** Opening Given entries block **

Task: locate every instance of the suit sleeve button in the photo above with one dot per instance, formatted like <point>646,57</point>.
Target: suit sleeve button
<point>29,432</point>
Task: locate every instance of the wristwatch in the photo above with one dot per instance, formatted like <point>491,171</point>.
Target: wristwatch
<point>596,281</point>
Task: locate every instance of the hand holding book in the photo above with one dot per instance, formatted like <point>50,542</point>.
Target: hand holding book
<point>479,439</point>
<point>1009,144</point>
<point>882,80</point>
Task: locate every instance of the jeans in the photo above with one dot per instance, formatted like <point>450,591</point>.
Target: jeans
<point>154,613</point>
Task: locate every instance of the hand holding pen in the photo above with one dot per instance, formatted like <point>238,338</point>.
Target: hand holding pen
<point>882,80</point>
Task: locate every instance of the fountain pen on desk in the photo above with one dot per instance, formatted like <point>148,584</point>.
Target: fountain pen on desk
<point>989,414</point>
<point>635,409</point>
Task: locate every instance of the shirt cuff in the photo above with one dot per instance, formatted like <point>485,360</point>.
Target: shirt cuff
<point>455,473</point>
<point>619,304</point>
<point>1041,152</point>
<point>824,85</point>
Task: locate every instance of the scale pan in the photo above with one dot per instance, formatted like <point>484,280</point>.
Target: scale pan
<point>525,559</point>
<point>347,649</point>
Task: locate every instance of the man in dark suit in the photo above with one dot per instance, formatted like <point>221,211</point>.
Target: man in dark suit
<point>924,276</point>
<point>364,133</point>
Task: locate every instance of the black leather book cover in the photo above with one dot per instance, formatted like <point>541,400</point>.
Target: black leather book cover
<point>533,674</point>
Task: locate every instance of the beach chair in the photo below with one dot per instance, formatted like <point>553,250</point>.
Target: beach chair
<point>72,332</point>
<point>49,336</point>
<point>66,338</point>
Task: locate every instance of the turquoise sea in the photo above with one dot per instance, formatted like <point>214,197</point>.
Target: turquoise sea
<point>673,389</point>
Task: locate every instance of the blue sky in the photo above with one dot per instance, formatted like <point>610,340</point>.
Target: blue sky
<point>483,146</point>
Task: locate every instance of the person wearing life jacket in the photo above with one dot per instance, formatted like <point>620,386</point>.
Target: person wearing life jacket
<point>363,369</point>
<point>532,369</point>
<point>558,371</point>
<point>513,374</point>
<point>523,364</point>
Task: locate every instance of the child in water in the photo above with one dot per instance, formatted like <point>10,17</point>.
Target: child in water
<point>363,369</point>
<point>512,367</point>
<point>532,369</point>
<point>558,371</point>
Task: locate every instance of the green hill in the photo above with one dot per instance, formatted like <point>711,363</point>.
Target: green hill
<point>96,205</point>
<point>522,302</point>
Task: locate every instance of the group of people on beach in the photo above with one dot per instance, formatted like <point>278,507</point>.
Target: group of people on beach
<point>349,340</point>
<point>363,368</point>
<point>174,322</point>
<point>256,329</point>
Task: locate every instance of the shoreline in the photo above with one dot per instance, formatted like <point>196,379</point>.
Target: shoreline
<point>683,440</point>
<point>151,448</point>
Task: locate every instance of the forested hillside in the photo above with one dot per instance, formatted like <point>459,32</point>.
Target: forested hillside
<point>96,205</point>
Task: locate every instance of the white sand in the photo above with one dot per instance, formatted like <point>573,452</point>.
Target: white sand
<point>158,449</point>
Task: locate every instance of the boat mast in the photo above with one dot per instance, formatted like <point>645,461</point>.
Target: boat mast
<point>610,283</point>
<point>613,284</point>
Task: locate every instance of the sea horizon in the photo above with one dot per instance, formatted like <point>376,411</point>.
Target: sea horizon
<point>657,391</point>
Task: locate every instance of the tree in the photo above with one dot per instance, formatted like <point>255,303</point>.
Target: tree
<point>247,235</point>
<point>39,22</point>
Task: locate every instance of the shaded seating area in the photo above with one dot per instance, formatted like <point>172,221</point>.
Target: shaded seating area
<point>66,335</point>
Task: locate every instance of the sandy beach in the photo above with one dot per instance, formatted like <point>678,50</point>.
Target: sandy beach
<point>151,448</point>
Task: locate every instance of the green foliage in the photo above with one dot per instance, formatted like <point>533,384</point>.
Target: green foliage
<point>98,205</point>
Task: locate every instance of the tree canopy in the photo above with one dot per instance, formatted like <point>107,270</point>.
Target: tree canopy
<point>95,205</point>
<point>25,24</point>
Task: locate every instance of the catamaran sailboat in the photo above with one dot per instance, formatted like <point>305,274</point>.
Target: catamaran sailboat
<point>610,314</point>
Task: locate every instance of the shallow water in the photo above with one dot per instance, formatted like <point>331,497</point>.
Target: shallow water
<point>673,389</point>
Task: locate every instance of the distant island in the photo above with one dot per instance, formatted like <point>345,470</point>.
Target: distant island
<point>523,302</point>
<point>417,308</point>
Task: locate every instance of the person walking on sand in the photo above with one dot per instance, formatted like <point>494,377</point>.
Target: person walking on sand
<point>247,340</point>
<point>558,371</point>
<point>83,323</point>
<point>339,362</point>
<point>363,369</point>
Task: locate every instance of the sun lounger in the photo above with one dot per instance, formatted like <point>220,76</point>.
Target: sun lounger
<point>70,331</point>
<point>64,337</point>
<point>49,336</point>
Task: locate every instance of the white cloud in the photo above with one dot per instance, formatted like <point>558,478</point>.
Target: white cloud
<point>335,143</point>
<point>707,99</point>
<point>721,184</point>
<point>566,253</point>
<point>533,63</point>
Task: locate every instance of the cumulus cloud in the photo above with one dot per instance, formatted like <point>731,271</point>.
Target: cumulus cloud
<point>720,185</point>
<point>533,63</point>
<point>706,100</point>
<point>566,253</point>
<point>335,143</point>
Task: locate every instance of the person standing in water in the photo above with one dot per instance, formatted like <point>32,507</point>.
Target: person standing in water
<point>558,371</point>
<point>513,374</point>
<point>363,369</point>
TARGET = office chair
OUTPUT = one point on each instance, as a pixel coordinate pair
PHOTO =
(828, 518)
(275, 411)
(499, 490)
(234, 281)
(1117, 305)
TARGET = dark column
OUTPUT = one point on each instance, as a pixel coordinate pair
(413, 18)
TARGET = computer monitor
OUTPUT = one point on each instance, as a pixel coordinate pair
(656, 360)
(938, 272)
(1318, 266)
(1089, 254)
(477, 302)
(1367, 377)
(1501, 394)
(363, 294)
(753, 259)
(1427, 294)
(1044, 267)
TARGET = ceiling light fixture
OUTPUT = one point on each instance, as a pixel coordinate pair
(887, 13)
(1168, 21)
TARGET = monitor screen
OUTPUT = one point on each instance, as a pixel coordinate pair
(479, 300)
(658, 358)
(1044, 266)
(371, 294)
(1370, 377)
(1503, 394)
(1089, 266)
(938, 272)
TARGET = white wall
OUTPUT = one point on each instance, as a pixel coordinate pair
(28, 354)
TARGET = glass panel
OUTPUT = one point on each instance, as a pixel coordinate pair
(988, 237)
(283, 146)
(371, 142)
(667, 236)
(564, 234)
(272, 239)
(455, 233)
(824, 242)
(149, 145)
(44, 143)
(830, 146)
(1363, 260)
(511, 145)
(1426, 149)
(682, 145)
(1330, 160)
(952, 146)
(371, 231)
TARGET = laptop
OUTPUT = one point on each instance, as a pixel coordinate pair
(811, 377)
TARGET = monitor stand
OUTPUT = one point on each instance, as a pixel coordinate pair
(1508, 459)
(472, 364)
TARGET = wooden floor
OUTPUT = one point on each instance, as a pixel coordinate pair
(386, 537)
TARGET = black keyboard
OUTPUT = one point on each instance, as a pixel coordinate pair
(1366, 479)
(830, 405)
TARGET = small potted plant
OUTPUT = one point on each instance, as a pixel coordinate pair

** Closing Given entries block **

Description of the task:
Transcribe, exactly and without additions, the lines of the records above, beginning with the line that contains "TARGET = computer monitor" and ending with the line that contains "TARGET = laptop", both included.

Written solution:
TARGET = computer monitor
OUTPUT = one point on each instance, as a pixel coordinate pair
(656, 360)
(938, 272)
(1318, 266)
(1089, 254)
(477, 302)
(1367, 377)
(1501, 394)
(363, 294)
(753, 259)
(1427, 294)
(1044, 267)
TARGET = ceiling light fixture
OUTPUT = one point on each instance, as a pixel coordinate pair
(887, 13)
(1168, 21)
TARGET = monitor screen
OUTPUT = one point on each instance, as a pixel coordinate pair
(479, 300)
(658, 358)
(1044, 266)
(371, 294)
(1370, 377)
(1503, 394)
(1089, 266)
(938, 272)
TARGET = white wall
OUTPUT = one point on each instance, as a pixel coordinate pair
(28, 354)
TARGET = glass panel
OUTPUT = one point on each instance, as a pixel coordinate pair
(988, 237)
(283, 146)
(371, 142)
(667, 236)
(564, 234)
(272, 239)
(455, 233)
(824, 242)
(149, 145)
(44, 143)
(830, 146)
(1363, 260)
(511, 145)
(1426, 149)
(682, 145)
(1330, 160)
(952, 146)
(371, 231)
TARGET = laptop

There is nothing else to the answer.